The concept of financial services includes the purchase or sale of financial instruments, such as shares, units or interests in funds. In short, the active offering of funds is qualified as a financial service. Certain activities, however, are excluded from the scope of the FinSA, such as M&A and corporate finance advisory services as well as the provision of market research, unless such research contains a personal recommendation to buy or sell specific financial instruments. More generally, the following activities do not qualify as financial services:7
- advice on structuring or raising capital, on business combinations, acquisition or disposal of participations and the services associated with such advice;
- placement of financial instruments with or without a firm commitment and the corresponding services;
- financing within the scope of services provided in accordance with (a) and (b); and
- granting of loans to finance transactions provided that the financial service provider is not participating or otherwise involved in these transactions.

### Listing
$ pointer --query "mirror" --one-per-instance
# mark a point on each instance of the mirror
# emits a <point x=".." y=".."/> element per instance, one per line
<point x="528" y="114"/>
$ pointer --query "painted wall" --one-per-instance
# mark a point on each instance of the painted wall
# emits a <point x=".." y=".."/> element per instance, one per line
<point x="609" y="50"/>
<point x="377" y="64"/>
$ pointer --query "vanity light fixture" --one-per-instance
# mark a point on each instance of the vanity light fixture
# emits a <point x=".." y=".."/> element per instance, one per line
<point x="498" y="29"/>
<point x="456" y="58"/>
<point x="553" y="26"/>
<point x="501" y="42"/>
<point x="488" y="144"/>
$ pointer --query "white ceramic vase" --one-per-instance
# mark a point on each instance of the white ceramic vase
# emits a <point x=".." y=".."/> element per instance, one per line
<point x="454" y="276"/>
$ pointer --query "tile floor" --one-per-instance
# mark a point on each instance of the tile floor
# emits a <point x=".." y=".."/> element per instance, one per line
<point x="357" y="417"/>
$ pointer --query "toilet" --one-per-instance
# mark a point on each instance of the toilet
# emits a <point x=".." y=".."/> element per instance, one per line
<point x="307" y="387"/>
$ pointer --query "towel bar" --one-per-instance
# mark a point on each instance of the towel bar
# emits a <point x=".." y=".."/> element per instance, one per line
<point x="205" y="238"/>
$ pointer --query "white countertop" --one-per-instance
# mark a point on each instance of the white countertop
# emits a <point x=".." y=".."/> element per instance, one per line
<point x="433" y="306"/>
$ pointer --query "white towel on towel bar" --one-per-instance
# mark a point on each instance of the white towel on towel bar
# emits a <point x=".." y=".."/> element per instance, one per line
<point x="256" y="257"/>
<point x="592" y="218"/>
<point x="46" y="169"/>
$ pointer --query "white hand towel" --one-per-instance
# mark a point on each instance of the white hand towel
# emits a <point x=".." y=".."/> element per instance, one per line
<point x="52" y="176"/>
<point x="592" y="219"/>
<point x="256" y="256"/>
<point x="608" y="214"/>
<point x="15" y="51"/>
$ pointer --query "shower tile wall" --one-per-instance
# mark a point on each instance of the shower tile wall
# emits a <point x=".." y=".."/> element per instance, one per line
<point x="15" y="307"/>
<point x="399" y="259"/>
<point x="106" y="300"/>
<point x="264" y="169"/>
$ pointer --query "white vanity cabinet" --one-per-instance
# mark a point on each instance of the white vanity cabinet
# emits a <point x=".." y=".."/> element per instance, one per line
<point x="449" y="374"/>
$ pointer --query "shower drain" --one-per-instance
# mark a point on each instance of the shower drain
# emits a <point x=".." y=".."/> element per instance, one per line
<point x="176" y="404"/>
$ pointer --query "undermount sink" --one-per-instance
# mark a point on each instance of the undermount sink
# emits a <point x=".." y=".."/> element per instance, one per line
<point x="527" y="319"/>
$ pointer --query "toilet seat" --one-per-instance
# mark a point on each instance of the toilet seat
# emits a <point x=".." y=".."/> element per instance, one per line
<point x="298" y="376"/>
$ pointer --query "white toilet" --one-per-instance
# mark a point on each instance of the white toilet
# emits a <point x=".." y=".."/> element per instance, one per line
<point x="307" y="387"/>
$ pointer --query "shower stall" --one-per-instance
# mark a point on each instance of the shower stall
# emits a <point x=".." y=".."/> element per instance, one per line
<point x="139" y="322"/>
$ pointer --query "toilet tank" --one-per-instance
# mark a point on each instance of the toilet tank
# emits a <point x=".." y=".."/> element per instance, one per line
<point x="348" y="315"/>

### Task 1
Answer each question from the passage on financial services under the FinSA.
(a) What kind of offering of funds is qualified as a financial service?
(b) Under what condition does the provision of market research fall within the scope of the FinSA?
(c) What proviso applies to the exclusion of loans granted to finance transactions?
### Task 2
From the passage on financial services under the FinSA, list every activity in the bulleted list of activities that do not qualify as financial services.

### Expected output 1
(a) The active offering of funds.
(b) When the research contains a personal recommendation to buy or sell specific financial instruments.
(c) The financial service provider must not be participating or otherwise involved in those transactions.

### Expected output 2
- Advice on structuring or raising capital, on business combinations, and on the acquisition or disposal of participations, together with the services associated with such advice
- Placement of financial instruments with or without a firm commitment, and the corresponding services
- Financing within the scope of services provided in accordance with (a) and (b)
- Granting of loans to finance transactions, provided that the financial service provider is not participating or otherwise involved in these transactions